## Exercise goal:
Rewrite the material between the lines holding "of the gray" and "[[560, 75], [348, 67], [40, 90]]", inclusive, raising every point coordinate by 121 and keeping everything else unchanged. Leave the pictures out.

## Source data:
******************************

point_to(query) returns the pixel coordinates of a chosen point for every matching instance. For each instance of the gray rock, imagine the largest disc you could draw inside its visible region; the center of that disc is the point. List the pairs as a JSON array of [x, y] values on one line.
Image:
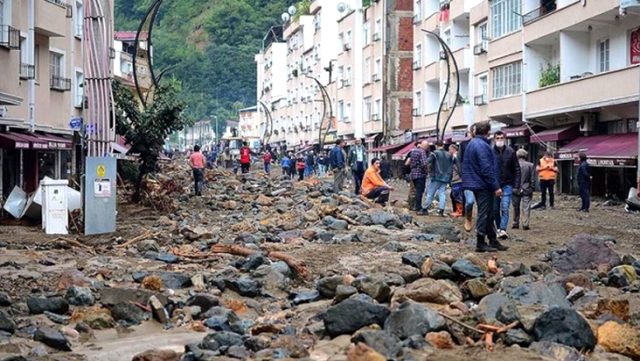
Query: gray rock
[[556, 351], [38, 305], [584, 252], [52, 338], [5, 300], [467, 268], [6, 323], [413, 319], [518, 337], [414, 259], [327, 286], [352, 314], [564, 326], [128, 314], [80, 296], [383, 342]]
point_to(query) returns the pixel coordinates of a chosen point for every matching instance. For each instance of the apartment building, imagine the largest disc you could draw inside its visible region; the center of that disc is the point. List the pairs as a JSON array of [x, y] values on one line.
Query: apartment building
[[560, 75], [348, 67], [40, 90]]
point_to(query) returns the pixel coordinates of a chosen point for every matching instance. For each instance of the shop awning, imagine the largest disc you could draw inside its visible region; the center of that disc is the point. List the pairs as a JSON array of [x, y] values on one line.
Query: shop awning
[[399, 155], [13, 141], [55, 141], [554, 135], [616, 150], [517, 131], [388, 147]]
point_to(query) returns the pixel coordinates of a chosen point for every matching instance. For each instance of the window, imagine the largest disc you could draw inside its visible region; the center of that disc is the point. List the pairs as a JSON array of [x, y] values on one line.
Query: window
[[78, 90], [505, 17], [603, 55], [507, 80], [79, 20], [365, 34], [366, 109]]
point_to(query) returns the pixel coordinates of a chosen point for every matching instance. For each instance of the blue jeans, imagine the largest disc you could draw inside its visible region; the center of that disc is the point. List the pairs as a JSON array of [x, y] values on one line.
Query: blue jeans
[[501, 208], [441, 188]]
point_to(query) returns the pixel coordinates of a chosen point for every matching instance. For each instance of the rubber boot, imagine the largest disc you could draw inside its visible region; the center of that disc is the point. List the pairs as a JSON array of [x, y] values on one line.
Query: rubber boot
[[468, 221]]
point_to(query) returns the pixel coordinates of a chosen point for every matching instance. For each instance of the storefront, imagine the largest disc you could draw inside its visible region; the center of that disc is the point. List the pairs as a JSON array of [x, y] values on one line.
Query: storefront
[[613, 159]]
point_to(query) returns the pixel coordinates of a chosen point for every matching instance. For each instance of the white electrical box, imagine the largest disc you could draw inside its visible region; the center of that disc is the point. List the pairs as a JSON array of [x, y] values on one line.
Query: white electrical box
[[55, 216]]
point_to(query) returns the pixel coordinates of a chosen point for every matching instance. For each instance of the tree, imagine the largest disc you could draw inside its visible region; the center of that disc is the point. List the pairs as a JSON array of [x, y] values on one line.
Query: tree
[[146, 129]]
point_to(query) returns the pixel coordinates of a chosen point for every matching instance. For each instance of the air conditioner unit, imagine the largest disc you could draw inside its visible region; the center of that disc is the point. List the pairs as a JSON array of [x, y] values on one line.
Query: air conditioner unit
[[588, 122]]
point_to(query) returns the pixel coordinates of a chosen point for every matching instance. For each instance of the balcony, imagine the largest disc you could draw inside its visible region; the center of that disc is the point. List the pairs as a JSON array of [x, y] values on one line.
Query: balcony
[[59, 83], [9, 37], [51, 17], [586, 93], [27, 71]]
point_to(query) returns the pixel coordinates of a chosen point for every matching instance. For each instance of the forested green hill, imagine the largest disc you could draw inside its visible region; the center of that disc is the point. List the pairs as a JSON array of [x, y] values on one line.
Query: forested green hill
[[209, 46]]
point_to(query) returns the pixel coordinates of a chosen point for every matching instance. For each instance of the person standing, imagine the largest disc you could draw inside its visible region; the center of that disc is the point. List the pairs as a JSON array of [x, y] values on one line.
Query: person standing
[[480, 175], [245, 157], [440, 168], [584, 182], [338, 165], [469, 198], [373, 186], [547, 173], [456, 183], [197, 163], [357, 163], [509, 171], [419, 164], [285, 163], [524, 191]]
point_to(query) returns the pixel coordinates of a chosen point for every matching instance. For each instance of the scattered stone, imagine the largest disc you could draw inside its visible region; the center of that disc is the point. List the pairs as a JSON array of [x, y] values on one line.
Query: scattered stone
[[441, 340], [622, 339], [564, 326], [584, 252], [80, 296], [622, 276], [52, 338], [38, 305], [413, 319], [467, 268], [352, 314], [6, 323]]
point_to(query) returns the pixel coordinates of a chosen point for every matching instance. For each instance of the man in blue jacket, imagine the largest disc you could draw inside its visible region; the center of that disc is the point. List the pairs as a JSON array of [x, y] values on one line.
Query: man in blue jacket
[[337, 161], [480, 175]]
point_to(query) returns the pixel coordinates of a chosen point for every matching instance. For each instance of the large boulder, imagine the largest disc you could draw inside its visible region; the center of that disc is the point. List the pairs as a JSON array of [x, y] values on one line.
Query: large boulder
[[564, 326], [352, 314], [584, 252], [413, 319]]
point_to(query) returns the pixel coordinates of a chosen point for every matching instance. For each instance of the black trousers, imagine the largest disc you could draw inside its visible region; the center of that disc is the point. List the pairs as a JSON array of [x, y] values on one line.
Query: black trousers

******************************

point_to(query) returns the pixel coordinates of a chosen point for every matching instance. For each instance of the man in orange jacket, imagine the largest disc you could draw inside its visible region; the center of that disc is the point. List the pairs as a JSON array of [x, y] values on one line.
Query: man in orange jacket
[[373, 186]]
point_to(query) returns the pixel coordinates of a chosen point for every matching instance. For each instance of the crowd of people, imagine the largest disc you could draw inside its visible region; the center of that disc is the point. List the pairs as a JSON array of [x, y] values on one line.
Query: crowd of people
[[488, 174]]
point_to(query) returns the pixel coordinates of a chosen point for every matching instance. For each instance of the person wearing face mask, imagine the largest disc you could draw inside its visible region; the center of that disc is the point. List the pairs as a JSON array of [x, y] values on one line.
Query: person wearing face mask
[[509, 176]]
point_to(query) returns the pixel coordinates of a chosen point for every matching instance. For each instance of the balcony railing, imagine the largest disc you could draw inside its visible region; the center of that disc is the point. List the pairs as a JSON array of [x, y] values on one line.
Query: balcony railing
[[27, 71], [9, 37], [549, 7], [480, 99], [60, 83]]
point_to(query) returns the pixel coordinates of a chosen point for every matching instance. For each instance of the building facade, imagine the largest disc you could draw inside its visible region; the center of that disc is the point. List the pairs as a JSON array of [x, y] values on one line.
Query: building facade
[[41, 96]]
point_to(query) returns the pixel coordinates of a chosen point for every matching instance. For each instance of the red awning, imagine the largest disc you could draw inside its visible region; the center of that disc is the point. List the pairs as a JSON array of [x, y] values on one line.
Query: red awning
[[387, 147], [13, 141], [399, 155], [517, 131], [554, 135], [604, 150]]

******************************

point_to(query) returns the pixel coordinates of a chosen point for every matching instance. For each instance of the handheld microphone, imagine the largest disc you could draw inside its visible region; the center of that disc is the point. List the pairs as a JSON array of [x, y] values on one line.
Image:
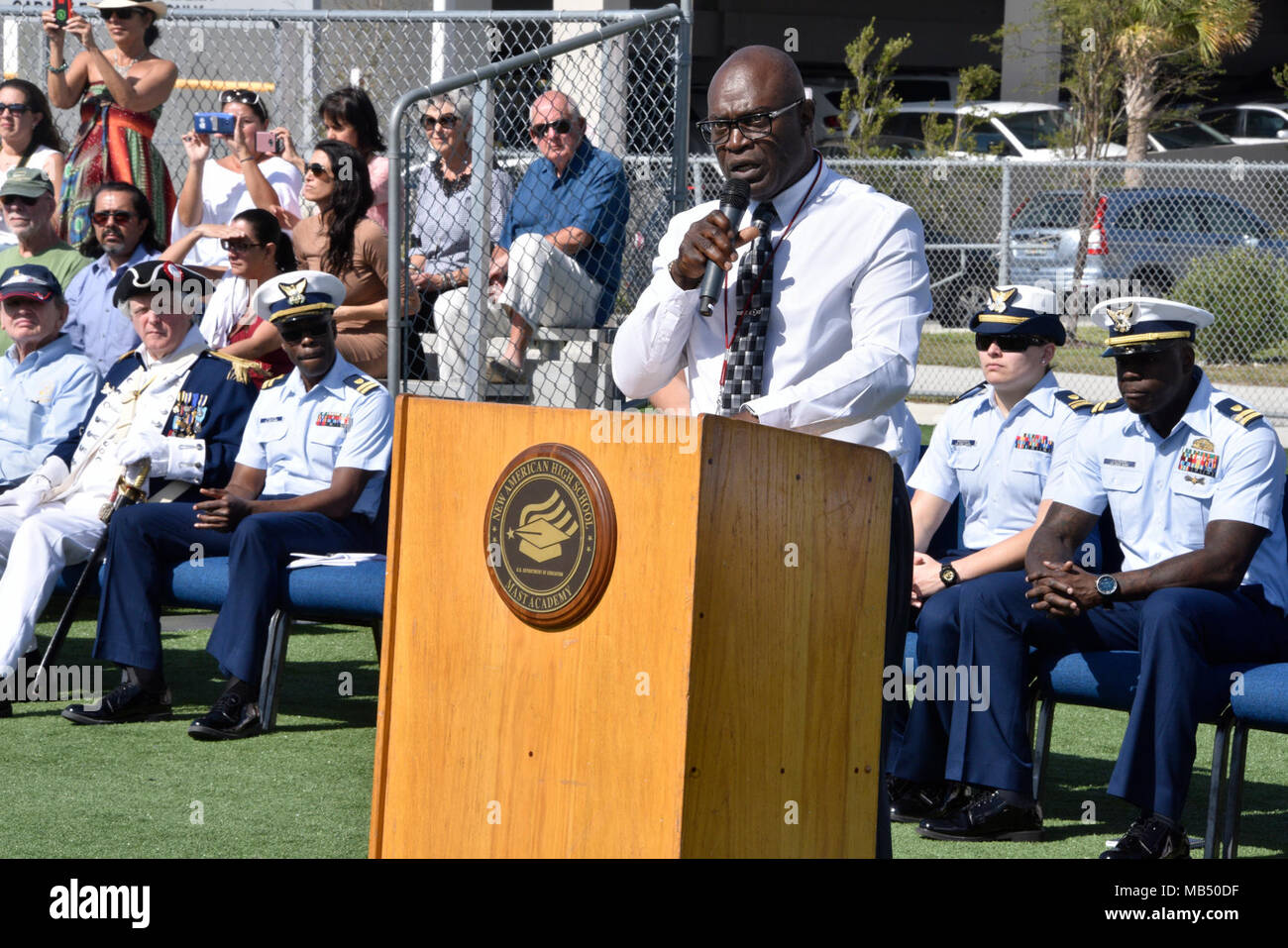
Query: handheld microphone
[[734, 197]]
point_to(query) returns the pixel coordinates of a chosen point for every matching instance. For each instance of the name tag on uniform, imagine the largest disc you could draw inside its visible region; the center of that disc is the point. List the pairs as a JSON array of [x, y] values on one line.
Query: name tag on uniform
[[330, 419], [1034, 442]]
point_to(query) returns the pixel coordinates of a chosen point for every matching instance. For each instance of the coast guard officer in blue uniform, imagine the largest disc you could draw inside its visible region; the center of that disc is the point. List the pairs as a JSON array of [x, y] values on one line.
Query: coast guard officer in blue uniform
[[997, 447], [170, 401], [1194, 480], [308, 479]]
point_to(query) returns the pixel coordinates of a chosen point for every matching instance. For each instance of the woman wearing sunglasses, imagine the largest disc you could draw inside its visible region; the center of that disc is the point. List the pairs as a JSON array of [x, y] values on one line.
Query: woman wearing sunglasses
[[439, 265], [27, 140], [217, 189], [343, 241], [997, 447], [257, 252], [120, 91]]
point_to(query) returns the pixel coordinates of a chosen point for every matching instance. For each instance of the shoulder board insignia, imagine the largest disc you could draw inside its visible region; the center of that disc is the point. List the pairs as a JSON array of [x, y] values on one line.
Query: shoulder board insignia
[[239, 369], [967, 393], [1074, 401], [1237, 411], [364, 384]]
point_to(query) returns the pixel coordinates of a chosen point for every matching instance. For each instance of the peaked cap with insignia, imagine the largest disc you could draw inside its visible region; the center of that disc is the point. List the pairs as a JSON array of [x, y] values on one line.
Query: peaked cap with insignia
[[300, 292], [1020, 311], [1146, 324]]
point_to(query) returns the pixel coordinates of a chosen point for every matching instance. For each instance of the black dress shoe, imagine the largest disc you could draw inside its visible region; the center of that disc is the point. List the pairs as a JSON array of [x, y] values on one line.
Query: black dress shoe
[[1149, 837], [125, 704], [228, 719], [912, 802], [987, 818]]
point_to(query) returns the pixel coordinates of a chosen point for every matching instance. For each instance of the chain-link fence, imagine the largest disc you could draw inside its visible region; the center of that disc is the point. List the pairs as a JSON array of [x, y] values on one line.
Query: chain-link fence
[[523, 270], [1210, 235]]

******************************

## Written response:
point_to(query) returns the pixel coordinates of a chosen point for every matching instance. For each instance of the gray rock, imagine the largest disc you could draw inside its visible region; the center of that disc is the point. List the pairs as a JSON array of [x, y] values on one line.
Image:
Query: gray rock
[[677, 472], [159, 426], [705, 373], [173, 459], [126, 421], [588, 389], [127, 444], [534, 440], [639, 458], [535, 380], [448, 407], [473, 435], [685, 447], [249, 435], [201, 417], [504, 463]]
point_to(query) returns the pixel coordinates of a chosen point for every matching instance. For each instance of the apartment building, imagine the largest disc you could draw inside its visible region; the center of that disc is the point. List the pairs as a JSON array of [x, y] values on one line.
Query: apartment building
[[681, 196], [469, 188], [161, 211]]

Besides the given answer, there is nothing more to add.